# DIY in Cozumel



## GreatLakesSteelheadKing (Feb 16, 2018)

Anyone know where you can fish from shore on Cozumel? I’m staying about 1 mile north of town, there is a marina near by also. I’ll be there next week. Looking for any pointers!


----------



## BM_Barrelcooker (May 4, 2011)

It’s been a while and it’s very hazy but here goes. 

There is a place called Carlos and Charlie’s right off the main drag.
They sell margaritas by the yard in tall plastic glasses. Don’t order one of these until you are finished angling. 
Just behind C&C you will find a little newsstand. Ask the kid behind the counter if you can talk to Juan Emilio.
He won’t have good English but he can get Juan. 
Juan has an old Chevy Geo convertible without the top that he will rent you for $25 per day. I don’t know what that is in peso but it doesn’t matter Juan only takes U.S. cash. The geo comes with Juan’s advice on what is biting and where.
For 5 more bucks he will draw you a map. For $25 more he will go with you.
If you can swing it drop the $25. It will be well worth the fishing advice and the tranny hookers won’t cat call at you when you park by the mangroves to Fish. 
More than likely Juan will take you to the north end of the island. It comes to a nice point and on the right tide you can get a good current flowing right thru a shallow mangrove flat.
You can expect snook baby tarpon and the occasional small permit in the mangroves and if you get off the flat on the channel edge be on the lookout for larger snook and tarpon and occasionally a trophy permit. 
Juan may suggest a boat ride to another flat. Don’t do it. 
The fishing isn’t any better and it’s right by a Nude beach that the cruise ships frequent and it will be a major distraction to your fishing. 

I’d take some crazy Charlie’s a handful of clouser and maybe a few gurglers. Also you can tip Jain with cash but if you really want to impress him bring a case of Carmex lip balm.
He loves that shit and apparently can’t get it down there. 

Make sure to post up some pics of your trip and your fish. 

It’s gonna be awesome.


----------



## LowHydrogen (Dec 31, 2015)

GreatLakesSteelheadKing said:


> Anyone know where you can fish from shore on Cozumel? I’m staying about 1 mile north of town, there is a marina near by also. I’ll be there next week. Looking for any pointers!


Told you this site was legit. You came looking for fishing info... @BM_Barrelcooker came through with intel on the fishing, a pimp ass Chevy Geo, fly selection, and nude beaches. 
X2 on the posting trip pics. Pro-tip: only post pics of regular hookers, tranny pics will probably get you banned (as they should).


----------



## anytide (Jul 30, 2009)

whats the bag limit on trannys ?


----------



## LowHydrogen (Dec 31, 2015)

anytide said:


> whats the bag limit on trannys ?


I was figuring you'd tell him the usual, don't forget hookers go in the classifieds,...Absolutely Nothing over 70, price, location, and contact info. LMAO


----------



## BM_Barrelcooker (May 4, 2011)

I’m glad I gave y’all the short version.


----------



## anytide (Jul 30, 2009)

case of Carmex.......... 
love it !


----------



## jsnipes (May 1, 2011)

Only decent flats or on north end of the island as barrel cooker said. I got a dive guide to drop me off and pick me up. Lots of bones around for sure and saw some permit scuba diving so figure they around


----------



## Bonecracker (Mar 29, 2007)

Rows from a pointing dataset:
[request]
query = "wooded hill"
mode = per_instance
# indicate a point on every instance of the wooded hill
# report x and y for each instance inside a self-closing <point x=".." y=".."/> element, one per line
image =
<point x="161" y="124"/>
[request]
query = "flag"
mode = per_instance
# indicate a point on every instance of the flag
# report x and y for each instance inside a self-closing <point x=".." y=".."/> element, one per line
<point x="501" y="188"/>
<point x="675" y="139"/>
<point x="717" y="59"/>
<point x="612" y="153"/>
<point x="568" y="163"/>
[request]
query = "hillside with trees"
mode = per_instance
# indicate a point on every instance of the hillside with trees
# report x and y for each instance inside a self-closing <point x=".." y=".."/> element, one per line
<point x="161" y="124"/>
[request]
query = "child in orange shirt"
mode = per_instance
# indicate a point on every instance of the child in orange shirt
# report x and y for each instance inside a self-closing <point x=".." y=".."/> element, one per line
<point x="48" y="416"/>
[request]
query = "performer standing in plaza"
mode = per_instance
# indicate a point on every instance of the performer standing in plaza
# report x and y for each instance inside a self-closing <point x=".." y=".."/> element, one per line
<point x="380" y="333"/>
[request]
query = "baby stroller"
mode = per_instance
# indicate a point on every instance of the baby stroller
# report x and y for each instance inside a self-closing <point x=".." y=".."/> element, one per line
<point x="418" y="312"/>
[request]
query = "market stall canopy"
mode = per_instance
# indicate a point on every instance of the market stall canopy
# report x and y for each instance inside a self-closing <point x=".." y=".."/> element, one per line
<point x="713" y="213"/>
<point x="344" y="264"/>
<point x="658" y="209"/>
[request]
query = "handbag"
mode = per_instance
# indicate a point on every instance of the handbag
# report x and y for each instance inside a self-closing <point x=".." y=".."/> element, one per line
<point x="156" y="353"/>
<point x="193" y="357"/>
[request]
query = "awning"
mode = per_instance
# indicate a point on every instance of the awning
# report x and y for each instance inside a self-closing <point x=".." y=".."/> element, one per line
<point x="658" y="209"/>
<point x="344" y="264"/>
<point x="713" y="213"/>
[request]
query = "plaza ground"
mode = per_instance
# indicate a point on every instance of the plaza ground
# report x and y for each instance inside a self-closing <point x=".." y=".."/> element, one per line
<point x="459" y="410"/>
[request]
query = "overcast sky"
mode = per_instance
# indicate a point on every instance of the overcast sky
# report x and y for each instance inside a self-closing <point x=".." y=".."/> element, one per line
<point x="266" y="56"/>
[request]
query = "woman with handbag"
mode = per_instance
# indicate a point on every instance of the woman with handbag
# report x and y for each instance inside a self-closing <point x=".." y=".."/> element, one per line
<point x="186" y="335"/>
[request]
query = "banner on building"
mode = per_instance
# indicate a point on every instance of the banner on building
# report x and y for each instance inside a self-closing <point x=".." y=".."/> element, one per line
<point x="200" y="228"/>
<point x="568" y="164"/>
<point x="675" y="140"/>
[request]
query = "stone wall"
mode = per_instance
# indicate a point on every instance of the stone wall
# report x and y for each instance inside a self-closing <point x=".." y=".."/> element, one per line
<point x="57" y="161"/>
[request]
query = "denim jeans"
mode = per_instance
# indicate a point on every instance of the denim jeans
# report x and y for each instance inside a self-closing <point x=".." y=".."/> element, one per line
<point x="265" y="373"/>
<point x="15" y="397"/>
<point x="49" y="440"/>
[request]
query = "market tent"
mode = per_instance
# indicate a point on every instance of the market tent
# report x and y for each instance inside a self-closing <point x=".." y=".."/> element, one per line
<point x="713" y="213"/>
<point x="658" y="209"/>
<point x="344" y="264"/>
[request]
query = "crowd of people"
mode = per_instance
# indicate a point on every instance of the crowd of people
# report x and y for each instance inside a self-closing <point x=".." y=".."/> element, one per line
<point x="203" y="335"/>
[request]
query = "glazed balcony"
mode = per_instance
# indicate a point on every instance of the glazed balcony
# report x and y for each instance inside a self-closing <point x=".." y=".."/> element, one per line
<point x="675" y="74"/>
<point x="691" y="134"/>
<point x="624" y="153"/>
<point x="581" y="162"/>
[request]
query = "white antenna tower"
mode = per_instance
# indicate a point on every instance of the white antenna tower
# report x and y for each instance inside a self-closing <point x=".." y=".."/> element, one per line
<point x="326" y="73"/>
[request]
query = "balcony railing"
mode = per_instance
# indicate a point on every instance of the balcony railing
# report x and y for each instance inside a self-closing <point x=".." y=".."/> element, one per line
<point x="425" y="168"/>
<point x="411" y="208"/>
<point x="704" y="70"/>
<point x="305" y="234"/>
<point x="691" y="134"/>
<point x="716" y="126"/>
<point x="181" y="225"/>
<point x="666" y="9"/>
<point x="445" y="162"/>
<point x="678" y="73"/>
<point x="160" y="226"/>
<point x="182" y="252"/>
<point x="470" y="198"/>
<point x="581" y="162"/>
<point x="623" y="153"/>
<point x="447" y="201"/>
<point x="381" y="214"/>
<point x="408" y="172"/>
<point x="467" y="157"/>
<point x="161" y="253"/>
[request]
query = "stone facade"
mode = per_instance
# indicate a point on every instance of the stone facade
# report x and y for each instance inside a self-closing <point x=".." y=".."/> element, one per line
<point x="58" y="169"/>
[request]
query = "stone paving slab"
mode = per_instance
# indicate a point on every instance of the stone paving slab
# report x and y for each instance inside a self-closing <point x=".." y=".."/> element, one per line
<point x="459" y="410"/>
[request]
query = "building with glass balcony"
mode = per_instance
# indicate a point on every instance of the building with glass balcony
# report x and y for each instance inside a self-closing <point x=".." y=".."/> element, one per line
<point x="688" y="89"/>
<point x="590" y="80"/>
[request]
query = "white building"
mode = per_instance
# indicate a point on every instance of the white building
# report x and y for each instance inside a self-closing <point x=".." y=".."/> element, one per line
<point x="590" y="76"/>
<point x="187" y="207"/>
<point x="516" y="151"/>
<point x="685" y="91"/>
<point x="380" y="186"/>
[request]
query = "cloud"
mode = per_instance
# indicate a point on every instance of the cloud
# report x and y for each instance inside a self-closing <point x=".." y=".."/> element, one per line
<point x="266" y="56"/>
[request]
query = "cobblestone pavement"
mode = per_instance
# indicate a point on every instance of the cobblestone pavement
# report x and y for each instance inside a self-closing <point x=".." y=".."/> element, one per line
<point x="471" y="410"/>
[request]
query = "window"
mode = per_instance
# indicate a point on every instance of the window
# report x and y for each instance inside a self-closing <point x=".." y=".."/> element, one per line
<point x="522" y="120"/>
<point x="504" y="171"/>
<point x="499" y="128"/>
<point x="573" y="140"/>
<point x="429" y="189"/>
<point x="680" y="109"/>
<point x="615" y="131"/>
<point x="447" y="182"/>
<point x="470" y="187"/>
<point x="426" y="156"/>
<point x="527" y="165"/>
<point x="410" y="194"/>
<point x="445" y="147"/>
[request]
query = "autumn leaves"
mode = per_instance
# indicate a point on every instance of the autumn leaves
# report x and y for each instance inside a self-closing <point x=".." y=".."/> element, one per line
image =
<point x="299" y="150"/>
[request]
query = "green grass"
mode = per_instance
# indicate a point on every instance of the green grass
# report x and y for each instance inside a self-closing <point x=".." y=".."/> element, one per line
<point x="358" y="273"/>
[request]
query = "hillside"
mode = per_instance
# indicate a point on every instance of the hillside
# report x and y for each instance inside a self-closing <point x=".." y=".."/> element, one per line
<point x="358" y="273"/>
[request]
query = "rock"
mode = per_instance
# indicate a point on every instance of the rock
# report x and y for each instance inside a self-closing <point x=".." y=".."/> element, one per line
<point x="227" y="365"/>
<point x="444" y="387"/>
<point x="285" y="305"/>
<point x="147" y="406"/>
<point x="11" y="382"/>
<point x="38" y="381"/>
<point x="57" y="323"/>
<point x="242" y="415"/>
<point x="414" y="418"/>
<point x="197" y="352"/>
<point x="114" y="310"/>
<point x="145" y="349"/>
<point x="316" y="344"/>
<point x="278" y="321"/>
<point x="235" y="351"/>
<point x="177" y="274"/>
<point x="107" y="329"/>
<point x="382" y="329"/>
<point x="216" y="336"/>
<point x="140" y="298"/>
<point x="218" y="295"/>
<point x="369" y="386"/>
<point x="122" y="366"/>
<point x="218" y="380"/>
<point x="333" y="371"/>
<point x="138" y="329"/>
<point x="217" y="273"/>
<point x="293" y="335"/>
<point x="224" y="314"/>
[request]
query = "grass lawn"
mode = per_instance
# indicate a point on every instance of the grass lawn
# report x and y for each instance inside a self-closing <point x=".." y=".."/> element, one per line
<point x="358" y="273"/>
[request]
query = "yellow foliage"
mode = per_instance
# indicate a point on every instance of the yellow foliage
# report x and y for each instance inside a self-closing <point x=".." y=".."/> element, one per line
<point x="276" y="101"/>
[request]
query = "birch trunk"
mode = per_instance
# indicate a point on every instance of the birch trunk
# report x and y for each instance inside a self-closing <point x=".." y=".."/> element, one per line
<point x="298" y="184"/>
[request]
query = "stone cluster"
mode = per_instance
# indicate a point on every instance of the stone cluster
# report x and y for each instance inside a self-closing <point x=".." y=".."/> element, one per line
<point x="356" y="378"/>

GOAL: Transcribe the Cozumel fishing thread above word for word, starting at "## GreatLakesSteelheadKing (Feb" and continuing down to "but here goes.".

ANSWER FOR THE TASK:
## GreatLakesSteelheadKing (Feb 16, 2018)

Anyone know where you can fish from shore on Cozumel? I’m staying about 1 mile north of town, there is a marina near by also. I’ll be there next week. Looking for any pointers!


----------



## BM_Barrelcooker (May 4, 2011)

It’s been a while and it’s very hazy but here goes.